**EXCERPT:**
Centennial Story 40: Eric Ward (PhD, 2006)

I almost didn’t make it as a biology major. During my junior year in Ecology and Evolutionary biology at UC San Diego, I realized I wasn’t very good at field work when a couple of graduate students I was volunteering for fired me. Twice. Fortunately I was saved by some ecological modeling classes that I was taking at the time from Mike Gilpin. I loved the problem-solving aspects and complexity of the computer models we built – and also realized this could be a great career path. I continued to pursue mathematical ecology with an M.Sc. with Dan Goodman at Montana State University, where I was exposed to a lot of statistics – including Bayesian methods and state space models.

Eric standing on the bank of a river near Franz Josef Glacier
Eric near the Franz Josef Glacier in New Zealand, after wrapping up orange roughy stock assessments in Wellington.

I came to SAFS in the fall of 2003 and received a NMFS Population Dynamics fellowship to work with Ray Hilborn. The fellowship was pretty new, and competition for it was not as fierce as it is today. As an incoming PhD student, I benefitted from having a great cohort of incoming SAFS students and a number of more senior graduate students in the Hilborn lab (Trevor Branch [PhD, 2004], Ian Stewart [MS, 2001; PhD, 2006], Caroline Minte-Vera [PhD, 2004]). Sharing an office with Peter Westley (MS, 2007) and Arni Magnusson (MS, 2002; PhD, 2016) also exposed me to the culinary diversity among SAFS students (Arni had on occasional sheepshead for lunch, and in summer field camps Peter had an affinity for Spam). One of the highlights during my time in the Hilborn lab was getting to go to New Zealand with Ray in 2004 to learn more about stock assessments. In addition to Ray, Tim Essington and André Punt were on my PhD committee and were a huge help to my maturation as a scientist. I’d also be remiss in not giving SAFS credit for radically changing my personal life, because I met my wife Kristin Marshall (MS, 2007) during CPR training in 2003.

Eric and Kristin scuba diving while on a vacation in 2007 near La Paz. 
Eric and Kristin on a vacation in 2007 near La Paz.

**EXCERPTED DATA:**
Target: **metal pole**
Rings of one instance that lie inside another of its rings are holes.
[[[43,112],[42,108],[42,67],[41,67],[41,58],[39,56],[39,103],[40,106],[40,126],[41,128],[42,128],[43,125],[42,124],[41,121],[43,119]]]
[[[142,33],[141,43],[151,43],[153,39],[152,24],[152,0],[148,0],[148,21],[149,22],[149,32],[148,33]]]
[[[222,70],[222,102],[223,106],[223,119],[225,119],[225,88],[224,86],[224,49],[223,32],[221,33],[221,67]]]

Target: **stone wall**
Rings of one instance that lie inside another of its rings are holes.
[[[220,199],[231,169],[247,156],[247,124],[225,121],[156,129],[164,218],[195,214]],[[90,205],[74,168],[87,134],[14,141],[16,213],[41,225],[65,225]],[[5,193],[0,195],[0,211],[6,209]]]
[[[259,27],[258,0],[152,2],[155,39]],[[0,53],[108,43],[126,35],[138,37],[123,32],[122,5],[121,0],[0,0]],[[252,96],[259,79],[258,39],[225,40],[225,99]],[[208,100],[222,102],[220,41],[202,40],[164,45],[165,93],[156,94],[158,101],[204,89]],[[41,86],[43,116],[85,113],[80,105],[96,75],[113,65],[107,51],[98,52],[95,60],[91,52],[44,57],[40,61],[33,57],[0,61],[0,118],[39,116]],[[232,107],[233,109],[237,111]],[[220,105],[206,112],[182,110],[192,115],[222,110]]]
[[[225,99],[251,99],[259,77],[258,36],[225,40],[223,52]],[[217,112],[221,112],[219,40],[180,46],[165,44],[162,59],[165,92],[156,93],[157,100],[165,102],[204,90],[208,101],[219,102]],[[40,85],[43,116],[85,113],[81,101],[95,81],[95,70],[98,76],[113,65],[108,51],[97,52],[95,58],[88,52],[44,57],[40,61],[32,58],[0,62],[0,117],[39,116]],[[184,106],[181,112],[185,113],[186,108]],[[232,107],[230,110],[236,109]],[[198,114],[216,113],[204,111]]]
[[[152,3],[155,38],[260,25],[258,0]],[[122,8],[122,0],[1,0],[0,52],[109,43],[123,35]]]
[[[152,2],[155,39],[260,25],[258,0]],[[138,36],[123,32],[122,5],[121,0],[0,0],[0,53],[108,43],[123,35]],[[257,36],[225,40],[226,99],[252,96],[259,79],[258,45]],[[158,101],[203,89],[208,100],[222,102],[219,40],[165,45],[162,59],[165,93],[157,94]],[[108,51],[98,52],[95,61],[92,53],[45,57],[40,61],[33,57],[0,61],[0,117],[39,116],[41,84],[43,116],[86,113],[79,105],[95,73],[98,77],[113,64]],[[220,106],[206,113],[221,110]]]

**QUESTIONS ON THE MATERIAL:**
1 - Answer these questions using the centennial story:
(a) At which university did the author earn an M.Sc.?
(b) What fellowship did the author receive on coming to SAFS?
(c) During what event did the author meet Kristin Marshall?
2 - According to the centennial story, why did the author almost fail to make it as a biology major, and what kept him in the field?
3 - Quote the centennial story from "I almost didn’t" to "state space models.".

**SOLUTIONS BELOW:**
1 -
(a) Montana State University
(b) A NMFS Population Dynamics fellowship
(c) CPR training in 2003

2 - During his junior year at UC San Diego, graduate students he was volunteering for fired him twice, and he realized he wasn't very good at field work. Ecology modeling classes with Mike Gilpin kept him in the field. He loved the problem-solving and complexity of building computer models and saw that this could be a career path.

3 -
I almost didn’t make it as a biology major. During my junior year in Ecology and Evolutionary biology at UC San Diego, I realized I wasn’t very good at field work when a couple of graduate students I was volunteering for fired me. Twice. Fortunately I was saved by some ecological modeling classes that I was taking at the time from Mike Gilpin. I loved the problem-solving aspects and complexity of the computer models we built – and also realized this could be a great career path. I continued to pursue mathematical ecology with an M.Sc. with Dan Goodman at Montana State University, where I was exposed to a lot of statistics – including Bayesian methods and state space models.